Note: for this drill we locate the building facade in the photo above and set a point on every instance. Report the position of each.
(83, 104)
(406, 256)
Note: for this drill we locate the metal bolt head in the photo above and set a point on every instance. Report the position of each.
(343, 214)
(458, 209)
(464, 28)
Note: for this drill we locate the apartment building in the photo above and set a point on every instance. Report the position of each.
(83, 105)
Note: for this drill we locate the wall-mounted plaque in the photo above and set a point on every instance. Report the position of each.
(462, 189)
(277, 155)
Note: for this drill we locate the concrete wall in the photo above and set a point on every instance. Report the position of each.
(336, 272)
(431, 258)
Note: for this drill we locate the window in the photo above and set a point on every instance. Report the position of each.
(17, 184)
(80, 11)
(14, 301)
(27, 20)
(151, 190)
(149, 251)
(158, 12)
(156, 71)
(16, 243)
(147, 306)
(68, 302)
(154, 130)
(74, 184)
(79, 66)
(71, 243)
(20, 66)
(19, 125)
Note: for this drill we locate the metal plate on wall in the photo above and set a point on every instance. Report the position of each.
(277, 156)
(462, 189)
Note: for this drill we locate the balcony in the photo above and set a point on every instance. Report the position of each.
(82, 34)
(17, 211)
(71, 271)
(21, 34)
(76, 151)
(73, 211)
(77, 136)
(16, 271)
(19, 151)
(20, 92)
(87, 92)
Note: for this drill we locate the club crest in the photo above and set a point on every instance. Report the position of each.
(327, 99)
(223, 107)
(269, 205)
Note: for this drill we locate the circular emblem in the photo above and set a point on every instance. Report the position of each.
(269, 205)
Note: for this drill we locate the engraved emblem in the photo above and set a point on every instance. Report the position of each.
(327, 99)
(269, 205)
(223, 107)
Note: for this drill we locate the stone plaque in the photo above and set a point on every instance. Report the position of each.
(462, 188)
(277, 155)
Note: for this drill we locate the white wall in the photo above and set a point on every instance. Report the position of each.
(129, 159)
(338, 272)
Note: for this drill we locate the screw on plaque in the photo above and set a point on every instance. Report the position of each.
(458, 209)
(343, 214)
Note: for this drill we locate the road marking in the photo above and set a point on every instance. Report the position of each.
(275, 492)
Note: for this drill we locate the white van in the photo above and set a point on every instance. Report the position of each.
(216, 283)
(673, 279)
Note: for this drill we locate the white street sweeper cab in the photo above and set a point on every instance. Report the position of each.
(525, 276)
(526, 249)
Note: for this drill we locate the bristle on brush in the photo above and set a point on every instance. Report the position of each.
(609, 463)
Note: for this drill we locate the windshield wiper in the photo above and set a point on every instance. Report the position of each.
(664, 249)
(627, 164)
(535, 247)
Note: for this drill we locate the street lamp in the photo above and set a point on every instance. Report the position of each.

WHAT YOU SHOULD DO - Copy every one of the lines above word for word.

ANSWER FOR THIS EXERCISE -
Note: for this drill we locate the building facade in the photo above and set a point on every instance. Report the position of each.
(83, 104)
(406, 256)
Note: for this drill we locate the metal bolt head in the photo above and set a point on every instance. Report the position of each.
(343, 214)
(458, 209)
(464, 28)
Note: for this drill we locate the apartment building in the photo above and set a point on every instance. Report the position of each.
(83, 105)
Note: for this drill we locate the wall-mounted plaque in the photo above and set a point on every instance. Report the position of each.
(462, 189)
(277, 155)
Note: for this drill we locate the concrete wall in the photo above and set a point on every instance. Report the position of each.
(336, 272)
(431, 258)
Note: for this drill we locate the window in the photo above and set a point on every instance. Report the position of each.
(17, 184)
(80, 11)
(14, 301)
(27, 20)
(151, 190)
(149, 251)
(158, 12)
(156, 71)
(16, 243)
(147, 306)
(68, 302)
(154, 130)
(74, 184)
(79, 66)
(71, 243)
(20, 66)
(19, 125)
Note: for this drill we locate the metal plate on wall in the photo above and set a point on every instance. Report the position of each.
(277, 156)
(462, 189)
Note: for this drill we locate the balcony in the photo above and set a point on every instance. Report the position of each.
(82, 34)
(17, 211)
(71, 271)
(21, 34)
(76, 151)
(73, 211)
(77, 136)
(16, 271)
(19, 151)
(20, 92)
(87, 92)
Note: for this drill we locate the club crest in the photo above and set a point on every instance. Report the position of each.
(327, 99)
(223, 107)
(269, 205)
Note: for this drill we locate the circular emblem in the photo above and set a point on every instance. Report the position of each.
(269, 205)
Note: for this drill we locate the engraved emblem in the photo above and set a point on every instance. Report the position of each.
(327, 99)
(269, 205)
(223, 107)
Note: for this drill we locate the stone plaque in the photo above and set a point on every instance. Report the position of each.
(462, 188)
(277, 155)
Note: for this drill we locate the white wall in the photo above and set a point on every instance. Report the position of each.
(129, 159)
(338, 272)
Note: for this drill we locate the screw on plaque in the photo above and set a point on every instance. Report the position of each.
(458, 209)
(343, 214)
Note: for this drill we locate the road marking in the photo above and set a point on every instance. Report the position of each.
(275, 492)
Note: for this drill we locate the white van in the photo above and set a point on every instance. Report the position of each.
(216, 283)
(673, 279)
Note: for this drill we locate the white street sweeper cab in the photo above and set a point on every instance. Report the position of each.
(525, 276)
(526, 249)
Note: for this drill we locate the bristle on brush in the photo above and set a point on every instance. Report the position of each.
(609, 463)
Note: for this drill we locate the windshield wiper in the photo above and set a point on every instance. Report the position of each.
(664, 249)
(627, 164)
(535, 247)
Note: for this drill we locate the street lamp in the photo above and set a point on every instance. Report the position of each.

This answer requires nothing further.